• [ASSIGNMENT] What is needed is an exact transcription of every entry below, with the pictures left out.

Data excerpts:
---
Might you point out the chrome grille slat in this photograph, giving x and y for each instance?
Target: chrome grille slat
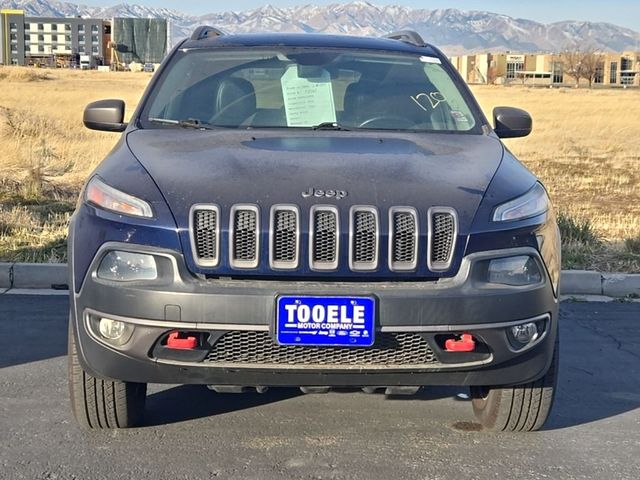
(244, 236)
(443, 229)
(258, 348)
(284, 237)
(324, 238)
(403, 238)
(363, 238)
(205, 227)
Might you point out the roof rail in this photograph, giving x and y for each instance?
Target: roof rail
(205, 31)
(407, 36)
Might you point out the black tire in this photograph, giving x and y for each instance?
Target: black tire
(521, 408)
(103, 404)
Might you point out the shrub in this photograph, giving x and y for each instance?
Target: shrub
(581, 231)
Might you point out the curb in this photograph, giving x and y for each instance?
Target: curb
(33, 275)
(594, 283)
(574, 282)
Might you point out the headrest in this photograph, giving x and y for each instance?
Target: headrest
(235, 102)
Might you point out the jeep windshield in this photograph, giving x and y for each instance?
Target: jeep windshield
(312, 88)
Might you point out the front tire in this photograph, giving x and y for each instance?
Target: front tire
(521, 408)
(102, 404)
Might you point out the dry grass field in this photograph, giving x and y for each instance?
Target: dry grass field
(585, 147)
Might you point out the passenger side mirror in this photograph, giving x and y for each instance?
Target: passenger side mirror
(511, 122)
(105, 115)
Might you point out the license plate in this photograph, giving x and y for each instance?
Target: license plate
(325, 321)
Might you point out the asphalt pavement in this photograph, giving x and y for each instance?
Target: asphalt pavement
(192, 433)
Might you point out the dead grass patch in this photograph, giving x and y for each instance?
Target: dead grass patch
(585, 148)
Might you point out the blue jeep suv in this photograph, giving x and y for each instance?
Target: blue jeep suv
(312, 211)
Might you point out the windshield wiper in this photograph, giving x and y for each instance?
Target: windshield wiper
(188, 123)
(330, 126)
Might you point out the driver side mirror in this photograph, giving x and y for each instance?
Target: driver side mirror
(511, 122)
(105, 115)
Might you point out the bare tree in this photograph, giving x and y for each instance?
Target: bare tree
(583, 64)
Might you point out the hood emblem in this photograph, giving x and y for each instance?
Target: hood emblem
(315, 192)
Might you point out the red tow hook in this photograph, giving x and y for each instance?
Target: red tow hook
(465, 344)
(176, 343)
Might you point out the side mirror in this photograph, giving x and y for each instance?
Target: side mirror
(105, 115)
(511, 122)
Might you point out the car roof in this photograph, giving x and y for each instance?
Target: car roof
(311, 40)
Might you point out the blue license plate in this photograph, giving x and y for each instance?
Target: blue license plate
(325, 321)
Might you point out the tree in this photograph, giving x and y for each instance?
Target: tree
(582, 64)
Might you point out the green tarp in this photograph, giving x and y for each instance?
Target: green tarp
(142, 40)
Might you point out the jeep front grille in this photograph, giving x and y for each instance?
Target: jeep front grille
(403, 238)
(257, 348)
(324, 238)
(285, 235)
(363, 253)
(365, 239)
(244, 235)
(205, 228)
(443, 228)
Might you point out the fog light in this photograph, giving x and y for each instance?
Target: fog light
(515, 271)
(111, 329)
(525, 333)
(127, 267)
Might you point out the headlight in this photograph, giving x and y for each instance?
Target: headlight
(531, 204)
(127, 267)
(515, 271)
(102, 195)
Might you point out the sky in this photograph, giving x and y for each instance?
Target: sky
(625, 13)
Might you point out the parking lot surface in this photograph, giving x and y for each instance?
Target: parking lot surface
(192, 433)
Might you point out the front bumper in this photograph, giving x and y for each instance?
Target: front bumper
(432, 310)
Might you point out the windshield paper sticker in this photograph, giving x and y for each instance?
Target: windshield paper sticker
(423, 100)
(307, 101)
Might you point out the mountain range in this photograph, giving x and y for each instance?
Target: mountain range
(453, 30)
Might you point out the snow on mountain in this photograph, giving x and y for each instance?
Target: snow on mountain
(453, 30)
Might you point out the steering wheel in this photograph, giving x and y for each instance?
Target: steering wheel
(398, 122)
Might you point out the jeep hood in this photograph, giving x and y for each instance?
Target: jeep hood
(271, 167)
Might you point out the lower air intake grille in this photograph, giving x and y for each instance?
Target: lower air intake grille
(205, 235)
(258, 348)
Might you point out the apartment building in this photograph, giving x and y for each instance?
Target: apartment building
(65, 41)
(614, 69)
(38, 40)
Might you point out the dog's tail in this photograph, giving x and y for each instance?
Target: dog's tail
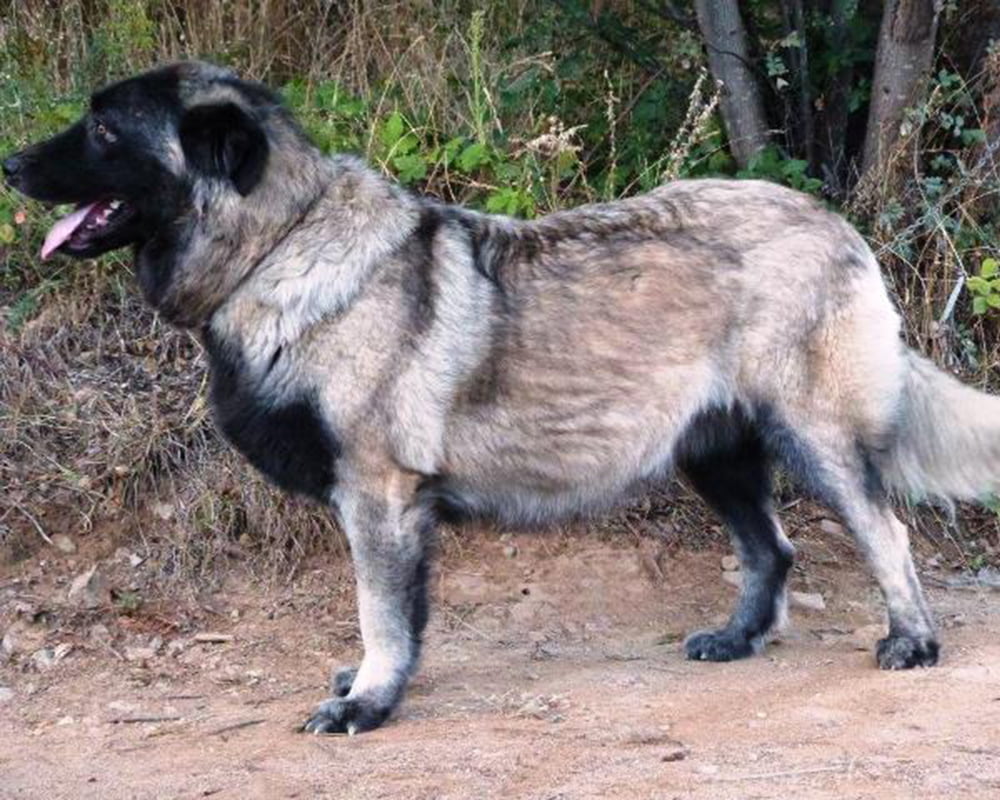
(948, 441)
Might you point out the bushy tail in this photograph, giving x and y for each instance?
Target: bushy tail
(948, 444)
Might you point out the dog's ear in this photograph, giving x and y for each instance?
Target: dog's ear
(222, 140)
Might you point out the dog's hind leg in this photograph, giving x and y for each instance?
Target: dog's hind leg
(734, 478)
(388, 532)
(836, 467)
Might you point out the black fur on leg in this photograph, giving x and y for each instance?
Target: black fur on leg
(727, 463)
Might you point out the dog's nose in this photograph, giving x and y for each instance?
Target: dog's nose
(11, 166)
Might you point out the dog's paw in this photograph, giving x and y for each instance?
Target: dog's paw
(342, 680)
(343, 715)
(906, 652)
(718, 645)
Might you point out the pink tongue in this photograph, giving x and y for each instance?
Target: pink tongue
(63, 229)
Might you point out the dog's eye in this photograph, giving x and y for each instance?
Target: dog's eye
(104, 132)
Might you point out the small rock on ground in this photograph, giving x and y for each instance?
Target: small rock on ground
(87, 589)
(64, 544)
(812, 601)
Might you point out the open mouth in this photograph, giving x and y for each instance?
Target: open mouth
---
• [TASK RESULT]
Might you point out the chrome grille slat in this photograph, giving x and y for each instance?
Target: chrome grille slat
(244, 236)
(443, 229)
(258, 348)
(284, 237)
(324, 238)
(403, 238)
(363, 238)
(205, 227)
Might you point out the roof rail in this photograph, giving x and y for each instance?
Target: roof rail
(205, 31)
(407, 36)
Might you point out the black tire in this photograph, giving x and y for each instance?
Target: black tire
(521, 408)
(103, 404)
Might you point out the shrub in this photograph, giving x and y for each instance?
Target: shrub
(581, 231)
Might you point out the curb in this photograph, giving x and y for each instance?
Target: curb
(33, 275)
(594, 283)
(574, 282)
Might you point out the headrest in this photograph, giving x and y for each instance?
Target: headrest
(235, 102)
Might you point out the jeep windshield in this photograph, giving x and y for each instance?
Target: jeep windshield
(312, 88)
Might you point out the front tire in this photograph, giving x and y for each instance?
Target: front tire
(521, 408)
(102, 404)
Might you point out the dry grass field in this photograph, giving x and y for each instance?
Target: dry grass field
(585, 147)
Might you point out the passenger side mirror in this photograph, giving x and y for each instance?
Target: passenger side mirror
(511, 122)
(105, 115)
Might you point out the license plate in this photograph, giving x and y for each instance?
Target: license plate
(325, 321)
Might you point out the asphalt pavement in this photograph, giving x and y for each instance?
Target: asphalt pavement
(192, 433)
Might you point out the dead grass patch in this photograph, giving x and y for each instance?
Target: dead grass patch
(585, 148)
Might you point out the blue jeep suv in this photograph, giving x and y for each instance?
Target: blue jeep suv
(312, 211)
Might you point out the windshield wiper in this photograph, giving x and y for each instance?
Target: windshield wiper
(188, 123)
(330, 126)
Might you point out the driver side mirror in this photograph, giving x and y for each instance?
Target: driver side mirror
(511, 122)
(105, 115)
Might you point out the bare tree in this photograph, giving x and y for each instance?
Target: bare tree
(583, 64)
Might you point out the hood emblem in this photograph, giving x and y for each instance?
Target: hood emblem
(315, 192)
Might you point out the red tow hook in this photograph, giving x and y for each instance?
Target: red tow hook
(465, 344)
(176, 343)
Might you point out the side mirror in this photograph, giving x and y for each instance?
Target: side mirror
(105, 115)
(511, 122)
Might you point out the car roof in this photograph, giving x and y for each instance?
Target: car roof
(311, 40)
Might you point out the blue license plate in this photograph, giving x and y for each instance?
Target: blue license plate
(325, 321)
Might you point out the tree in this photograph, giving x and y for each instance?
Target: tree
(582, 64)
Might you point out the green tarp in this photograph, giving x and y for each instance?
Target: green tarp
(142, 40)
Might you point out the jeep front grille in this photograph, giving x and y for each instance?
Target: jeep front grille
(403, 238)
(257, 348)
(324, 238)
(285, 235)
(363, 253)
(365, 239)
(244, 235)
(205, 228)
(443, 228)
Might you point out the fog light in this photograph, giving x and y for each instance?
Target: fog light
(515, 271)
(111, 329)
(525, 333)
(127, 267)
Might you point out the headlight in this photograph, giving x and y for each instance?
Target: headlight
(531, 204)
(127, 267)
(515, 271)
(102, 195)
Might you point out the sky in this photograph, giving x and y for each instance?
Target: sky
(625, 13)
Might you point out the parking lot surface in this photograph, giving x and y for each instance?
Target: parking lot surface
(192, 433)
Might you point out the front bumper in this photograph, giving x and y for each instance?
Target: front bumper
(432, 310)
Might you point out the windshield paper sticker in this photograph, giving x and y for each instance?
Target: windshield paper sticker
(423, 100)
(307, 101)
Might you point out the mountain range in this photograph, giving x and y for each instance?
Target: mountain range
(453, 30)
Might you point out the snow on mountain in this photograph, giving x and y for each instance?
Target: snow on mountain
(453, 30)
Might you point out the steering wheel in this photograph, giving x and y for each instance?
Target: steering wheel
(398, 122)
Might you point out the jeep hood in this photograph, giving x and y for each instance?
Target: jeep hood
(271, 167)
Might you point out the lower air intake grille in this photograph, giving x and y for each instance?
Target: lower air intake grille
(205, 235)
(258, 348)
Might you point out the apartment building in this photograph, giving x and y for each instance?
Target: apartment building
(65, 41)
(614, 69)
(38, 40)
Might you point out the dog's tail in this photograph, giving x and y for each instance?
Target: dog's tail
(948, 441)
Might you point out the bushy tail in this photograph, giving x and y for each instance?
Target: bushy tail
(948, 444)
Might you point out the dog's ear in this photograph, giving x and y for each instance?
Target: dog's ear
(222, 140)
Might you point out the dog's hind leg in this photograph, giving x and y for each instance?
Target: dog's hind leg
(734, 478)
(388, 532)
(836, 467)
Might you point out the black fur on leg in this photograph, giving x and y for each instance?
Target: black fur on leg
(727, 463)
Might you point out the dog's nose in this photograph, giving x and y for each instance?
Target: dog's nose
(11, 166)
Might you point out the dog's paw in this photograph, giving x and y for each instance?
Target: dog's paw
(342, 680)
(343, 715)
(906, 652)
(718, 645)
Might you point out the pink tongue in this photograph, giving x and y for each instance?
Target: pink tongue
(63, 229)
Might you point out the dog's eye in this photograph, giving x and y for each instance?
Target: dog's eye
(104, 132)
Might you point out the small rock on ground in this photograph, giving x and y for each instance?
Target: small rock on ground
(87, 589)
(64, 544)
(812, 601)
Might you point out the open mouth in this photograph, giving x and y for each instance?
Target: open mouth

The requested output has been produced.